[Source data]
§

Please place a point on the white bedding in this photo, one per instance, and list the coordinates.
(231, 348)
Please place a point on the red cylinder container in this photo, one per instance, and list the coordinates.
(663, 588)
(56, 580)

§

» EXERCISE AIM
Rewrite all the rows above with their requests. Multiply every coordinate in the answers by 0.9 and round each result to a whole number, rounding halves up.

» EXERCISE RESULT
Please place a point on the white bedding in this photo, one per instance, and list the coordinates.
(208, 313)
Please place a point on the red cylinder container in this photo, one per instance, and list the coordinates.
(597, 529)
(50, 522)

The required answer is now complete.